- [Stated problem a]:
Return, word for word, the part of the passage on Sonny's music starting at "With others listening, Sonny" and ending at "listening and sharing.".

- [Text block]:

= = =

After coming to live with his brother after his release, Sonny listens to some street singers, one of whom touches him with her singing that, he says, can only come from having truly suffered. And, because Sonny knows that he must share his music, too, since he has suffered and must release it, as well, he invites his brother to accompany him where he will "play for his life." At the club in Greenwich Village, the brother sits in the dark and observes that when the music enters a person, he hears "personal private, and vanishing evocations." As he sits in the dark of the nightclub, the narrator observes Sonny, and he then realizes the creator of the music hears something more:
But the man who creates the music is hearing something else, is dealing with the roar rising from the void and imposing order on it as it hits the air. What is evoked in him, then, is of another order, more terrible because it has no words, and triumphant, too for that same reason. And his triumph when he triumphs is ours.
In his "light" of recognition of Sonny's and his redemptions, the narrator--who sits in the dark--understands that meaning depends upon sharing one's thoughts and feelings.
Freedom lurked around us and I understood, at last, that he could help us to be free, if we would listen, that we would never be free until we did.
With others listening, Sonny gives back his suffering that "passes through death [so] it can live forever." Envisioning the "cup of trembling, the cup of fury from the Lord" mentioned in Isaiah 51, the narrator perceives the cup of Scotch and milk in the indigo light as symbolic of the trouble he and Sonny have shared and have been thus redeemed from their personal darknessses through the act of listening and sharing.

= = =

- [Stated problem b]:
Copy out every line of the rows below that contains the word "forearm", with case counting.

- [Data lines]:
= = =

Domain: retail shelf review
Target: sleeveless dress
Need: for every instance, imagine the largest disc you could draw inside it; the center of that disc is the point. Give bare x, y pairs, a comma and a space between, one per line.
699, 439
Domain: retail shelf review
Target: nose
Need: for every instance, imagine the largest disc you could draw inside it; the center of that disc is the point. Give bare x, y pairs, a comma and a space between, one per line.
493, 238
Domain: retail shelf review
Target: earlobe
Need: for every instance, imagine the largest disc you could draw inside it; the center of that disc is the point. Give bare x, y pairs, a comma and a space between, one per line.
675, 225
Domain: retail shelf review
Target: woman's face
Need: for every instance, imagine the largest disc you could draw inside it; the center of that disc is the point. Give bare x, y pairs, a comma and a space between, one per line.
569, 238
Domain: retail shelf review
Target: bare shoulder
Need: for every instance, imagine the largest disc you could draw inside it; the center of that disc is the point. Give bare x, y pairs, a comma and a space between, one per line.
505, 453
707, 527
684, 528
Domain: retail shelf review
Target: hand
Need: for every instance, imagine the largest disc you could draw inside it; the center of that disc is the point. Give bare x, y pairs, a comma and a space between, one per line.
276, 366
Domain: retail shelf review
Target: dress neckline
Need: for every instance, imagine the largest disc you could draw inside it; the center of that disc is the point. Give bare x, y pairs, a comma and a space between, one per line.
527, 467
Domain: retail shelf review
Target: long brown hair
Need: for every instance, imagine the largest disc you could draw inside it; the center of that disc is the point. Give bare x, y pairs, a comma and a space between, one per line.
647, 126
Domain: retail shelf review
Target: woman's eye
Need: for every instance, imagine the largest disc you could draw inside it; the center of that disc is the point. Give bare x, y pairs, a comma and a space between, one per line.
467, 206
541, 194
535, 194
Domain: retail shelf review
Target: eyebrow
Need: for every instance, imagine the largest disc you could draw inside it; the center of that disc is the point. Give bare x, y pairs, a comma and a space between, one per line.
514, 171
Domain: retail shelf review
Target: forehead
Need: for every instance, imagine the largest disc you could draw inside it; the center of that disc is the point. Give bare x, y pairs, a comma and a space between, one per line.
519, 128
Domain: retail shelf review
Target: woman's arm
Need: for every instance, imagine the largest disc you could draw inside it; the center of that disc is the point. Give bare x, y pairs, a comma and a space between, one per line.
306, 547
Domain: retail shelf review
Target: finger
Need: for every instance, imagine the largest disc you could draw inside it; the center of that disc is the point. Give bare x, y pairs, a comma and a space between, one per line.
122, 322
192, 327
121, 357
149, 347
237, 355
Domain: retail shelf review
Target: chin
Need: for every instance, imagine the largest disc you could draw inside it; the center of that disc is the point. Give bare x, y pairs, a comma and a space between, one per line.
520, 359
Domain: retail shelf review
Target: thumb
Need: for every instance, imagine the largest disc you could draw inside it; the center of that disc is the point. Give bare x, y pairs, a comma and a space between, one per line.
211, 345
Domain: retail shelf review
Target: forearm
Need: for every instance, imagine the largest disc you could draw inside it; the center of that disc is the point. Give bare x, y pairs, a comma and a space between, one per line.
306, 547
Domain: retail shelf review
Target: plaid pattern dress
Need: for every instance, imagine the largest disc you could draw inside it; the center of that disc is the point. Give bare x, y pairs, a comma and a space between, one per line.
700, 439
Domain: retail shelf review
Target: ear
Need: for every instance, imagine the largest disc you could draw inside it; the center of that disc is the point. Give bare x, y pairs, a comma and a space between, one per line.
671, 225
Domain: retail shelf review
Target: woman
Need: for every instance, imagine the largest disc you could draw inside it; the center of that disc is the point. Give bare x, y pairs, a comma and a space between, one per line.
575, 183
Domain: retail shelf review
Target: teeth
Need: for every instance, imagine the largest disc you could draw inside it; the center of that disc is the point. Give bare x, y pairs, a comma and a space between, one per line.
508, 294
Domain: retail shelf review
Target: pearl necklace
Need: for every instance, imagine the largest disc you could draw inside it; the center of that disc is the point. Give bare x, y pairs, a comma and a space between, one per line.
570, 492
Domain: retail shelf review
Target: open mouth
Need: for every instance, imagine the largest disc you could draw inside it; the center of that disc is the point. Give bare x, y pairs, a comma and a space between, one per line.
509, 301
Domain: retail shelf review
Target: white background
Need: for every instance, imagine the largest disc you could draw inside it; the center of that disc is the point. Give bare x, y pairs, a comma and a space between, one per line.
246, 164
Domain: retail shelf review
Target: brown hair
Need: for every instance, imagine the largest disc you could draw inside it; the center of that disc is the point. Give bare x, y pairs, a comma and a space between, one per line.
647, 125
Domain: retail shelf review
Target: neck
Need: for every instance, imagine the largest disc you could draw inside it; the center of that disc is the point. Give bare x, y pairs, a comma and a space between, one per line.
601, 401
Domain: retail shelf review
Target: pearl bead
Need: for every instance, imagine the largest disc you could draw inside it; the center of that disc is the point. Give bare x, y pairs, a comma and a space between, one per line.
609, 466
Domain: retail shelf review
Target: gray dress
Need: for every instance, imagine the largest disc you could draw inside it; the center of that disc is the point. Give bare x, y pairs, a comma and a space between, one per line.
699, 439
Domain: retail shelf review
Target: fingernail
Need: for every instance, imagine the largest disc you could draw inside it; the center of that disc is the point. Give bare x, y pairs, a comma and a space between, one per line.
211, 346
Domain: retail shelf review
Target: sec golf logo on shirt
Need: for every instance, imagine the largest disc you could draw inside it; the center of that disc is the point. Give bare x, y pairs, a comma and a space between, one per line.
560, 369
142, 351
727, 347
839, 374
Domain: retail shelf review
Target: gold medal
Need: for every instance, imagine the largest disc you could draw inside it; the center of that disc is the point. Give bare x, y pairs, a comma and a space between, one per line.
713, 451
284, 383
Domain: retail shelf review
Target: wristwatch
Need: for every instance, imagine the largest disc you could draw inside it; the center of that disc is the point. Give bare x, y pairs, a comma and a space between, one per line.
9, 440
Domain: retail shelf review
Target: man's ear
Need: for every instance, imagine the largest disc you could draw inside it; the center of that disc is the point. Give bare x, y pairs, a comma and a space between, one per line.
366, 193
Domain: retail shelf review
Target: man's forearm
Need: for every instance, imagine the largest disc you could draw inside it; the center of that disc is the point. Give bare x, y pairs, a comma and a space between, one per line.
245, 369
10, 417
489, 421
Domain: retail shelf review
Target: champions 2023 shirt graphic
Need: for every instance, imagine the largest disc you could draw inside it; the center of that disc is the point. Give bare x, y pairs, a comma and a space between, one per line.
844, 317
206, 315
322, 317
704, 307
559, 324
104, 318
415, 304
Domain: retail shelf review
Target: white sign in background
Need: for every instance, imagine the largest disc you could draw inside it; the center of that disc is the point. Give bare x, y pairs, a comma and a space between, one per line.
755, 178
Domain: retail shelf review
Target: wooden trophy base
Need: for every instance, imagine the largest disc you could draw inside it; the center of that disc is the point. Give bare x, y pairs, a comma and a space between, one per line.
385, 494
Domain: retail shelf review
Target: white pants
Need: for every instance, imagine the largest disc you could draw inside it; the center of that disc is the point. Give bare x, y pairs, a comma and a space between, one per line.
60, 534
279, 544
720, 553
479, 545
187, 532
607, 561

= = =

- [Answer a]:
With others listening, Sonny gives back his suffering that "passes through death [so] it can live forever." Envisioning the "cup of trembling, the cup of fury from the Lord" mentioned in Isaiah 51, the narrator perceives the cup of Scotch and milk in the indigo light as symbolic of the trouble he and Sonny have shared and have been thus redeemed from their personal darknessses through the act of listening and sharing.

- [Answer b]:
Target: forearm
Target: man's forearm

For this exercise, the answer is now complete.